## WHAT IS REQUIRED
Reproduce the stretch of the items from their start through the line containing "50], [220, 44]]]", both ends included, word for word. Omit the pictures from your output.

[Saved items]
··········

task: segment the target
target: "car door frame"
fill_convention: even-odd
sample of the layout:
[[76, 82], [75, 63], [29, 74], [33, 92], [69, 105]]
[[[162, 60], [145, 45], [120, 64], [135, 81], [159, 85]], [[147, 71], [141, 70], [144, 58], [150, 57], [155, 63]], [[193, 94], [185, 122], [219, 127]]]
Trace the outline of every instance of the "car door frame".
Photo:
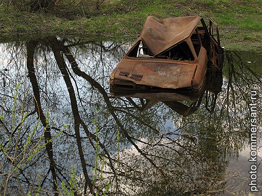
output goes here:
[[[216, 38], [214, 36], [213, 27], [215, 28]], [[219, 27], [212, 18], [209, 19], [208, 31], [210, 38], [210, 61], [214, 65], [222, 68], [224, 63], [224, 50], [220, 44]]]

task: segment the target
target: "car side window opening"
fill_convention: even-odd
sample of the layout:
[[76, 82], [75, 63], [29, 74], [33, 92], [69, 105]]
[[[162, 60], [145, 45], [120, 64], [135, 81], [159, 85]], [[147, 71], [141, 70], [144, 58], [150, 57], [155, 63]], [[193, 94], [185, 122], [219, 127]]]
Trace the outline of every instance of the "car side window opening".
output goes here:
[[201, 41], [199, 39], [199, 34], [196, 30], [195, 30], [194, 33], [193, 33], [190, 38], [192, 43], [193, 44], [193, 46], [194, 46], [195, 53], [196, 54], [196, 56], [198, 56], [201, 47]]
[[191, 61], [194, 60], [188, 44], [186, 41], [182, 41], [154, 57], [146, 45], [143, 41], [140, 40], [137, 43], [127, 56], [129, 57], [139, 58], [164, 59], [179, 61]]
[[156, 58], [187, 61], [192, 61], [194, 60], [189, 46], [186, 41], [180, 42], [160, 55], [158, 55]]
[[151, 52], [142, 40], [139, 41], [127, 56], [129, 57], [152, 58]]

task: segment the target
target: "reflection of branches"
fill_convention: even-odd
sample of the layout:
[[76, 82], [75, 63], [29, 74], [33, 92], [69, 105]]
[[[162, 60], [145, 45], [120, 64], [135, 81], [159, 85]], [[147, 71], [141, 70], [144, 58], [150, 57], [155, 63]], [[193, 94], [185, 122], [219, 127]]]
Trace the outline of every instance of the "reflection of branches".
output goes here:
[[127, 131], [124, 129], [123, 125], [121, 123], [120, 121], [118, 119], [117, 115], [115, 113], [114, 109], [113, 106], [111, 104], [111, 101], [110, 100], [109, 97], [107, 95], [107, 94], [104, 89], [97, 82], [96, 82], [95, 80], [94, 80], [91, 76], [88, 75], [84, 72], [81, 71], [79, 68], [77, 63], [76, 63], [76, 60], [74, 58], [73, 55], [71, 53], [71, 52], [69, 50], [69, 48], [68, 47], [60, 45], [60, 50], [62, 51], [63, 53], [65, 54], [67, 58], [69, 60], [69, 62], [71, 65], [71, 67], [74, 72], [78, 76], [84, 78], [86, 81], [88, 81], [95, 88], [97, 88], [99, 92], [102, 94], [104, 100], [105, 101], [105, 103], [107, 106], [107, 109], [108, 109], [110, 113], [113, 116], [114, 119], [115, 119], [117, 125], [120, 128], [120, 130], [122, 134], [124, 135], [124, 136], [128, 139], [128, 140], [135, 146], [136, 149], [138, 151], [138, 152], [145, 158], [149, 162], [156, 168], [160, 171], [162, 174], [163, 174], [164, 176], [164, 172], [161, 169], [161, 168], [159, 168], [158, 166], [157, 166], [156, 164], [150, 159], [149, 156], [150, 155], [146, 153], [143, 151], [141, 150], [137, 144], [135, 143], [135, 141], [133, 141], [133, 138], [132, 138], [128, 133]]
[[[51, 134], [51, 129], [48, 124], [48, 119], [43, 114], [41, 106], [40, 92], [34, 67], [34, 52], [37, 44], [37, 42], [34, 41], [29, 41], [28, 43], [27, 66], [28, 69], [28, 77], [29, 77], [30, 82], [32, 84], [32, 87], [35, 97], [35, 111], [37, 113], [38, 118], [40, 119], [43, 127], [45, 129], [43, 135], [45, 138], [45, 142], [46, 143], [46, 149], [49, 159], [50, 168], [52, 173], [53, 180], [53, 185], [54, 190], [56, 191], [57, 190], [58, 188], [56, 180], [57, 176], [55, 171], [55, 163], [54, 160], [54, 155], [53, 153], [53, 144], [51, 141], [52, 136]], [[55, 195], [58, 195], [58, 194], [55, 193]]]
[[[76, 132], [76, 137], [77, 139], [79, 155], [80, 156], [82, 167], [83, 170], [84, 176], [85, 179], [84, 194], [86, 194], [88, 185], [91, 192], [93, 192], [93, 187], [92, 186], [92, 182], [90, 180], [90, 178], [89, 178], [86, 169], [86, 165], [83, 156], [83, 152], [82, 151], [82, 145], [81, 143], [81, 142], [79, 129], [80, 125], [81, 125], [82, 126], [86, 135], [88, 136], [88, 137], [89, 137], [90, 141], [92, 145], [93, 146], [93, 148], [95, 148], [95, 146], [93, 144], [93, 143], [92, 141], [91, 140], [91, 139], [93, 139], [94, 141], [96, 141], [98, 139], [97, 138], [95, 135], [94, 135], [94, 134], [93, 134], [88, 130], [88, 127], [83, 122], [83, 121], [81, 119], [81, 117], [79, 115], [79, 112], [78, 111], [78, 107], [77, 106], [77, 103], [76, 101], [76, 98], [75, 97], [75, 93], [74, 90], [73, 86], [71, 82], [70, 78], [69, 77], [69, 74], [67, 70], [67, 69], [66, 63], [63, 60], [63, 58], [62, 58], [62, 56], [61, 56], [60, 51], [59, 50], [59, 44], [55, 38], [54, 39], [52, 43], [53, 43], [53, 44], [51, 44], [51, 46], [54, 52], [54, 54], [55, 55], [55, 58], [57, 62], [58, 66], [59, 67], [60, 71], [62, 74], [63, 75], [63, 77], [64, 78], [64, 80], [68, 87], [68, 89], [70, 97], [71, 107], [75, 120], [75, 130]], [[112, 162], [112, 159], [110, 158], [110, 155], [108, 152], [106, 150], [104, 145], [101, 142], [100, 142], [100, 141], [98, 141], [98, 143], [100, 146], [100, 147], [103, 149], [105, 154], [107, 156], [107, 158], [108, 158], [110, 161], [111, 167], [112, 170], [113, 171], [114, 173], [115, 173], [115, 169], [114, 168], [113, 163]]]

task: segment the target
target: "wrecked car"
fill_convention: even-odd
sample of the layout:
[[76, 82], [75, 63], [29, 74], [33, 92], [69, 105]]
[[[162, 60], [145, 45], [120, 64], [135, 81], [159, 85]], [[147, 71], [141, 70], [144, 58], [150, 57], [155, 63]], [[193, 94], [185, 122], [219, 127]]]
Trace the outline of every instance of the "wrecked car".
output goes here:
[[163, 102], [178, 113], [184, 116], [193, 113], [200, 107], [203, 97], [205, 108], [210, 113], [214, 111], [219, 93], [223, 84], [222, 71], [211, 65], [207, 70], [206, 80], [201, 90], [191, 92], [186, 89], [157, 91], [130, 89], [124, 86], [114, 86], [111, 93], [116, 98], [125, 97], [129, 105], [138, 110], [144, 111], [156, 104]]
[[200, 16], [163, 20], [148, 16], [138, 39], [110, 76], [110, 85], [199, 90], [208, 63], [221, 68], [217, 26]]

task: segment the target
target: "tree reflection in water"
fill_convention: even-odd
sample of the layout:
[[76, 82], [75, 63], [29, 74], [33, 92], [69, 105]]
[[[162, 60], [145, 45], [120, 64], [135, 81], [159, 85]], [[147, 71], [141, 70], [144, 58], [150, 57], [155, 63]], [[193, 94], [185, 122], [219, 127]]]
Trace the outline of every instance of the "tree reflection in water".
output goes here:
[[[227, 168], [250, 140], [248, 105], [251, 91], [261, 90], [261, 56], [227, 51], [222, 92], [219, 80], [208, 83], [209, 96], [183, 117], [177, 102], [145, 107], [110, 94], [110, 74], [129, 46], [57, 37], [2, 44], [2, 194], [232, 191]], [[212, 96], [215, 107], [208, 107]], [[258, 111], [260, 100], [258, 93]]]

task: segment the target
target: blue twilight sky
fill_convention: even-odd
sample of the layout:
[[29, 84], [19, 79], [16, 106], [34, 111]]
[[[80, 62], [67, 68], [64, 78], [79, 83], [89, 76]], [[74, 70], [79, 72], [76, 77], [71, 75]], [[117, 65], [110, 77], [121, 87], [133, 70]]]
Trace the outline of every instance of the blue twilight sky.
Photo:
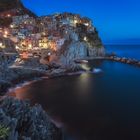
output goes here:
[[104, 43], [140, 44], [140, 0], [22, 0], [38, 16], [73, 12], [93, 20]]

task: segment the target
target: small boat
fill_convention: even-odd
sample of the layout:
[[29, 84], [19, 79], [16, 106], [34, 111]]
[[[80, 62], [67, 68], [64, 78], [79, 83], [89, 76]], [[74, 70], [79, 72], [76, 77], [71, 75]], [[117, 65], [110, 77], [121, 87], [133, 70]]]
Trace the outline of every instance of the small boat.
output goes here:
[[101, 73], [103, 71], [101, 69], [99, 69], [99, 68], [93, 68], [92, 72], [93, 73]]

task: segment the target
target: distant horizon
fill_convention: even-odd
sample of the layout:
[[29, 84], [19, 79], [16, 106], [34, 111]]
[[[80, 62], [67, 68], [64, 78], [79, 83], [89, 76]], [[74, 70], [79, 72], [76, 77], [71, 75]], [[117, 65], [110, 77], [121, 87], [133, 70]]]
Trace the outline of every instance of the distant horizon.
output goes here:
[[93, 21], [103, 43], [140, 44], [139, 0], [22, 0], [38, 16], [71, 12]]

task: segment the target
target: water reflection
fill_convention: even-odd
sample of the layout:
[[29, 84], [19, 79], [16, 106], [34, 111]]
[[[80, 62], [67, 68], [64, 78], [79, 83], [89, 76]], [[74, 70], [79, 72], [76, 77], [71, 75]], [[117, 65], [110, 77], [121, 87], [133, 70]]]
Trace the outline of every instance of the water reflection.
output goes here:
[[104, 73], [46, 79], [17, 89], [14, 95], [41, 104], [57, 126], [80, 140], [137, 138], [140, 70], [108, 61], [89, 64]]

··········

## COMPLETED TASK
task: segment the target
target: "car door frame"
fill_convention: even-odd
sample of the layout:
[[76, 82], [75, 63], [29, 74], [33, 92], [69, 105]]
[[[162, 60], [145, 45], [120, 64], [135, 81], [159, 85]], [[147, 71], [141, 70], [144, 58], [150, 57], [155, 63]], [[193, 94], [185, 122], [219, 127]]]
Trace the outline of every instance of the "car door frame".
Photo:
output goes here:
[[[216, 38], [214, 36], [213, 27], [215, 28]], [[219, 27], [212, 18], [209, 19], [208, 31], [210, 38], [210, 61], [214, 65], [222, 68], [224, 63], [224, 50], [220, 44]]]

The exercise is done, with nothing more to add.